___ DATASET ___
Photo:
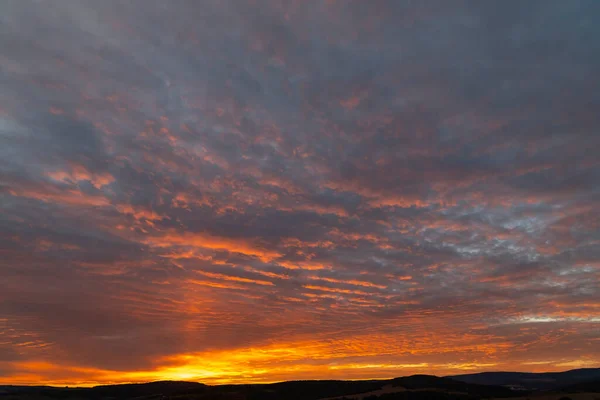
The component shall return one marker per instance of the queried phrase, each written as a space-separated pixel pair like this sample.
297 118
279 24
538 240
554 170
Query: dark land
580 384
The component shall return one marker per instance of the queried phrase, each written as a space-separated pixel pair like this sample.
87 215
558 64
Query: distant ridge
531 380
485 385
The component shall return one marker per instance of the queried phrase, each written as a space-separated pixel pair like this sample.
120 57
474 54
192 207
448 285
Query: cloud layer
264 190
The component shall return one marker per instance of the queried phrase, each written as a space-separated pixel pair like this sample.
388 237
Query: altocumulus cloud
253 191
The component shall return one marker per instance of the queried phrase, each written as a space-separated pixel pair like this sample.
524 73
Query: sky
255 191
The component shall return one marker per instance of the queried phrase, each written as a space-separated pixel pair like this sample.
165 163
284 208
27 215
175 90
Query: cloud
342 189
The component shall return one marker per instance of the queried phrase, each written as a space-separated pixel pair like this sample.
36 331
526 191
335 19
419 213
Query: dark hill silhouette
416 387
531 381
592 386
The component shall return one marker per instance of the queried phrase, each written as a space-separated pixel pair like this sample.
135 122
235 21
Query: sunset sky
254 191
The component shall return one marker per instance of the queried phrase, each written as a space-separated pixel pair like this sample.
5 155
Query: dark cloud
304 189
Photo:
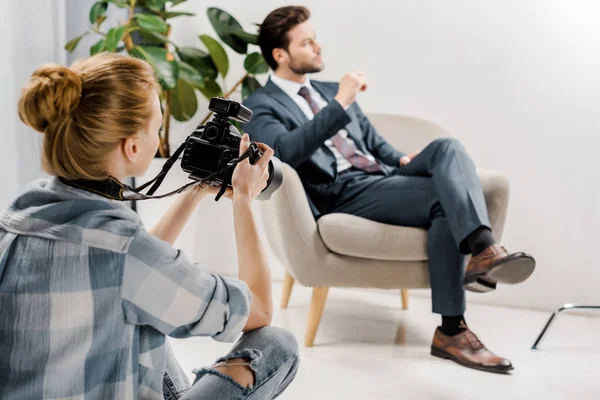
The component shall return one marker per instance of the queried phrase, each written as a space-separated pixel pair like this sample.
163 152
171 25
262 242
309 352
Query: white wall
517 81
33 33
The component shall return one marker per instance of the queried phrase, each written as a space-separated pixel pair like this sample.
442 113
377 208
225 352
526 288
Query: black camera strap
113 189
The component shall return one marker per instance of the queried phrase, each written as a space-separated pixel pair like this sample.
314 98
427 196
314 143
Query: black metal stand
567 306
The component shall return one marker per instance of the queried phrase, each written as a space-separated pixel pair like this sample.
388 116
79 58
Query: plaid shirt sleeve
163 289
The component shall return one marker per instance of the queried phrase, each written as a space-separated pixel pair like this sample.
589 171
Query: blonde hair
85 111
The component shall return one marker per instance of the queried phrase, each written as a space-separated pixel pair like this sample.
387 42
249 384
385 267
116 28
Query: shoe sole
513 271
481 285
436 352
509 272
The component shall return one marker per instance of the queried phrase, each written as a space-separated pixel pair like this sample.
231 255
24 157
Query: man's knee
446 143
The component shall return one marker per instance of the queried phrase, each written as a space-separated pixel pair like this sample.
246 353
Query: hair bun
52 93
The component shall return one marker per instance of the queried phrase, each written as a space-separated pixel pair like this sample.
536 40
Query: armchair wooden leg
288 283
316 310
405 298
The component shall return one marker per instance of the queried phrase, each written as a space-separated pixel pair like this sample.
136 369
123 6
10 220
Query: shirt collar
291 88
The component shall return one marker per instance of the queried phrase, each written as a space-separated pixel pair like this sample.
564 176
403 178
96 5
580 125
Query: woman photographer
87 295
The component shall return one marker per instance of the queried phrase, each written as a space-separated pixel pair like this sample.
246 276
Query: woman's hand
249 180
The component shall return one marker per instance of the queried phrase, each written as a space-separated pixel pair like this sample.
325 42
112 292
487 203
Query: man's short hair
273 32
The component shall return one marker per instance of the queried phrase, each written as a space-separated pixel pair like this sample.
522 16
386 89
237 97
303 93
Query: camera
211 152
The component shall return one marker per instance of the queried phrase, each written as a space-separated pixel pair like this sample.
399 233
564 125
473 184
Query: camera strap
113 189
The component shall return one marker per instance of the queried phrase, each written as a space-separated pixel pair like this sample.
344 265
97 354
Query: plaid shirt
87 297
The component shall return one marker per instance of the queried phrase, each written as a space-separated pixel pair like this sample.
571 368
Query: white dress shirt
291 88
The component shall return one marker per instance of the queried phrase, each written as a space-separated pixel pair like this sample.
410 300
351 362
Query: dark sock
451 325
480 240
___
Pull out every line of the records above that contains the word "plaid", treating uppercase and lowercase as distinct.

Query: plaid shirt sleeve
Query: plaid shirt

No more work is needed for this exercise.